- Provided text:

——————————

Sirius Genomics (www.siriusgenomics.com) was founded by two physicians with expertise in sepsis. Their company has discovered that patients with a certain genetic marker are more likely to die from sepsis and also more likely to respond positively to Xigris treatment. Early in 2006, Sirius negotiated the use of the data from Lilly’s PROWESS study to further its development work on a test that would identify which patients are most likely to respond to Xigris treatment as well as those with the highest risk of experiencing adverse side effects.
Heiner Dreismann, former CEO of Roche Molecular Systems, Inc. and a current member of the board for Sirius Genomics, believes that this diagnostic test would be a game changer for Xigris and thus demonstrates the value of personalized medicine. “This is pharmacogenomics at its best,” he says.
Sirius estimates that if Xigris treatment were offered to those patients the test identifies as being most likely to benefit from it, then Lilly’s market share in sepsis could increase from 5% to 30%. That estimate is conservative because it is based solely on the patient group (37%) for which the drug offers the strongest and clearest potential benefit. Sirius believes its product, currently in the validation stage of development, will become the “gatekeeper” diagnostic test to help guide physicians in their treatment of all sepsis patients. The management expects that the time to market for this innovative product will be under two years.

——————————

- Provided material:
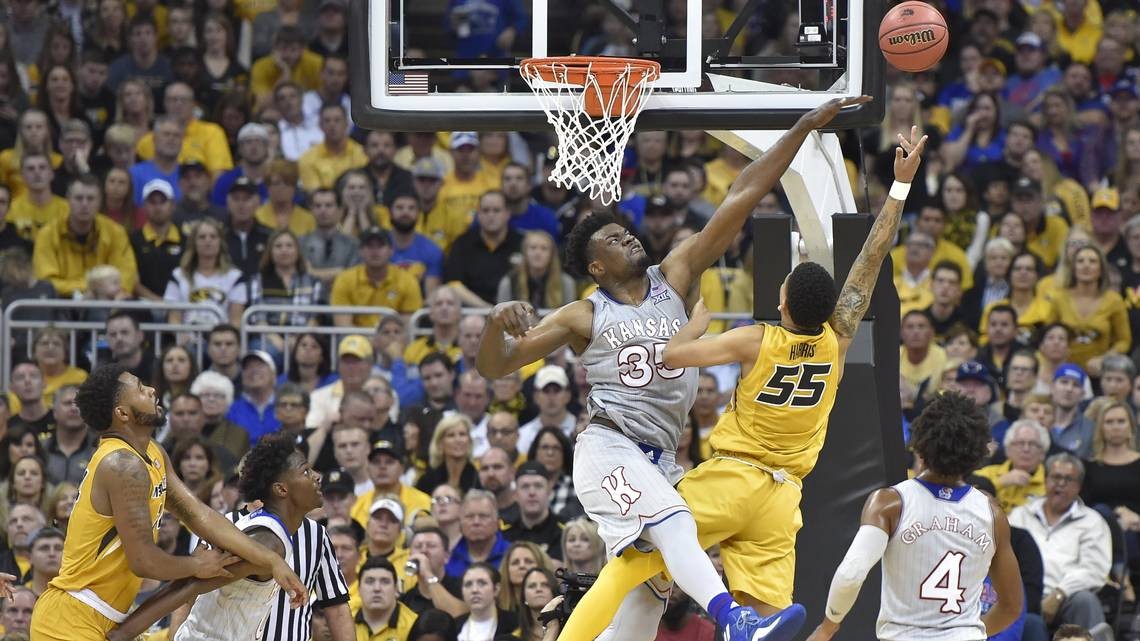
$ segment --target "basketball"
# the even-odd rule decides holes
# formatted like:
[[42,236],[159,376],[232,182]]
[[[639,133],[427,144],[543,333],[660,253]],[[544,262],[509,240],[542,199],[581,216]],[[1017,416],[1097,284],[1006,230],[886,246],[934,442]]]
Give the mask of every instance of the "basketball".
[[913,73],[933,67],[948,43],[945,18],[926,2],[903,2],[879,23],[879,49],[899,71]]

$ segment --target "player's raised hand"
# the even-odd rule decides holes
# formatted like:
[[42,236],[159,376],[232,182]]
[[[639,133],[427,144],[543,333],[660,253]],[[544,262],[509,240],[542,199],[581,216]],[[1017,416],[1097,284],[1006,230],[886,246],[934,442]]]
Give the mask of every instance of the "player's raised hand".
[[847,96],[845,98],[832,98],[826,103],[823,103],[819,107],[807,112],[800,116],[800,122],[808,124],[812,129],[820,129],[821,127],[831,122],[833,117],[839,115],[839,112],[844,107],[854,107],[855,105],[862,105],[864,103],[870,103],[873,100],[870,96]]
[[194,571],[195,578],[231,577],[234,575],[226,568],[242,560],[241,557],[235,557],[229,552],[204,545],[199,545],[190,555],[197,562],[197,569]]
[[535,308],[526,301],[512,300],[500,302],[491,309],[491,324],[511,336],[521,338],[530,330],[535,317]]
[[910,182],[914,180],[914,175],[922,162],[922,149],[926,148],[927,137],[919,138],[919,128],[911,128],[911,138],[907,140],[903,135],[898,135],[898,146],[895,147],[895,180]]

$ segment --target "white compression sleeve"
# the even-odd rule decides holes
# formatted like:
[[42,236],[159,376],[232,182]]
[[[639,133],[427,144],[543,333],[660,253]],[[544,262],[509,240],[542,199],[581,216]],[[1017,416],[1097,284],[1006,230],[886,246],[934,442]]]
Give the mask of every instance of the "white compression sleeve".
[[855,605],[855,599],[858,598],[858,591],[866,579],[866,573],[871,571],[871,568],[882,559],[889,539],[887,533],[874,526],[858,528],[855,541],[852,541],[850,547],[847,549],[847,555],[844,557],[844,561],[836,569],[834,578],[831,579],[826,610],[829,619],[834,623],[844,620],[852,606]]

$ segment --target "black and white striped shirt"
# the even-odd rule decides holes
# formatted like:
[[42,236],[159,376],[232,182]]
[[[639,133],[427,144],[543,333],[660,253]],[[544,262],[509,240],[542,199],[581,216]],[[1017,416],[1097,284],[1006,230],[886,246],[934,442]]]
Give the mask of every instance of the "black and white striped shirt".
[[[235,510],[226,518],[236,524],[245,514],[243,510]],[[190,550],[196,546],[197,537],[190,542]],[[309,602],[293,609],[288,605],[288,594],[277,591],[277,601],[259,639],[309,641],[312,636],[312,608],[349,602],[349,586],[336,563],[325,526],[312,519],[304,519],[293,537],[293,571],[309,590]]]

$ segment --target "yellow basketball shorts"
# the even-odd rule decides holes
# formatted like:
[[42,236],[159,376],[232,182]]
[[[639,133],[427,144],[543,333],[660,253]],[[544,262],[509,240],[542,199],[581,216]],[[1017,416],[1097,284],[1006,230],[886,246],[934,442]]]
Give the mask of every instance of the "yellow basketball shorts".
[[677,486],[693,512],[701,546],[720,544],[733,595],[791,605],[800,489],[739,460],[710,459]]
[[48,586],[32,610],[31,641],[105,641],[115,622],[55,587]]

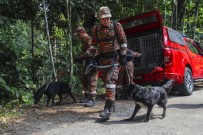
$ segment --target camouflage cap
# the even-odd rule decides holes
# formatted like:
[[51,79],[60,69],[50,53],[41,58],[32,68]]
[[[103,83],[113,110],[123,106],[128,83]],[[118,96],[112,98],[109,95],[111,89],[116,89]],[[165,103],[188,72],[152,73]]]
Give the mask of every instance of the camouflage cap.
[[112,17],[111,11],[108,7],[101,7],[98,13],[99,18]]
[[74,35],[77,35],[77,34],[82,33],[82,32],[86,33],[85,28],[84,28],[84,27],[78,27],[78,28],[76,29]]

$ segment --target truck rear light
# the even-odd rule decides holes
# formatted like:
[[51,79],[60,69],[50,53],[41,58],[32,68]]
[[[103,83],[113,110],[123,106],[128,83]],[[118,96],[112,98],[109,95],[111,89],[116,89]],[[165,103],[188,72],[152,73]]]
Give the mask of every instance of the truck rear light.
[[166,67],[172,66],[172,53],[169,48],[164,48],[164,63]]

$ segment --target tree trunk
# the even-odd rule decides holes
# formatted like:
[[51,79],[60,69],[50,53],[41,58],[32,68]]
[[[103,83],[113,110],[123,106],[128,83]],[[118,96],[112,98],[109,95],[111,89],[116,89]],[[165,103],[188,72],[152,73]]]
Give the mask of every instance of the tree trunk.
[[51,47],[51,41],[50,41],[50,36],[49,36],[49,27],[48,27],[45,0],[43,0],[43,9],[44,9],[44,20],[45,20],[45,24],[46,24],[46,34],[47,34],[47,40],[48,40],[48,46],[49,46],[49,53],[50,53],[51,64],[52,64],[52,71],[54,73],[54,77],[52,77],[52,78],[56,78],[57,75],[56,75],[56,69],[55,69],[55,66],[54,66],[52,47]]
[[72,76],[73,76],[73,54],[72,54],[72,26],[71,26],[71,6],[70,6],[70,2],[69,0],[65,0],[66,3],[66,12],[67,12],[67,37],[68,37],[68,41],[67,45],[69,46],[69,57],[70,57],[70,63],[69,63],[69,67],[70,67],[70,77],[69,77],[69,85],[71,87],[71,89],[73,90],[73,80],[72,80]]

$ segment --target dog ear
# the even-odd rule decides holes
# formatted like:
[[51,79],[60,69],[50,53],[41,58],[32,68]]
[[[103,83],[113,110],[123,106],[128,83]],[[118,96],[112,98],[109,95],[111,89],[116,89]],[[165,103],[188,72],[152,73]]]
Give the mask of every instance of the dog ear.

——————————

- Required action A:
Write out the Sirius Genomics passage between "Sirius Genomics (www.siriusgenomics.com)" and "adverse side effects.", inclusive, word for word.
- Required action B:
Extend the Sirius Genomics passage, picking up after its final sentence.
The items have no connection to the Sirius Genomics passage.

- Written answer A:
Sirius Genomics (www.siriusgenomics.com) was founded by two physicians with expertise in sepsis. Their company has discovered that patients with a certain genetic marker are more likely to die from sepsis and also more likely to respond positively to Xigris treatment. Early in 2006, Sirius negotiated the use of the data from Lilly’s PROWESS study to further its development work on a test that would identify which patients are most likely to respond to Xigris treatment as well as those with the highest risk of experiencing adverse side effects.

- Written answer B:
The potential of personalized medicine to increase Xigris use has not been lost on Lilly. As a result, in 2006 the company announced a collaboration with Biosite Inc. (www.biosite.com, which was acquired in June 2007 by Inverness Medical Innovations, Inc.) to develop a clinical trial intended to validate the use of Biosite’s diagnostic test to guide Xigris treatment (4). This test uses a protein marker the company believes will help determine which patients might be helped by Xigris treatment as well as the appropriate dosing and duration of said treatment. Data from the trial, which began patient recruitment in 2008, could advance Xigris therapy by helping doctors provide the appropriate doses to the right patients at the right time.
So The Future Is BrighterAt first glance, the diagnostic tests developed by Sirius Genomics and Biosite seem destined to reduce the potential Xigris market from all patients with severe sepsis to only those who would most benefit from Xigris therapy (clearly the antithesis of the “blockbuster drug” model). In this case, however, the increased clarity provided to physicians using these diagnostic tests is likely to alleviate their reluctance to prescribe the drug. Once they are validated, demand for both diagnostic tests should be high, and their use should provide the catalyst for Lilly to drastically increase its sepsis market share.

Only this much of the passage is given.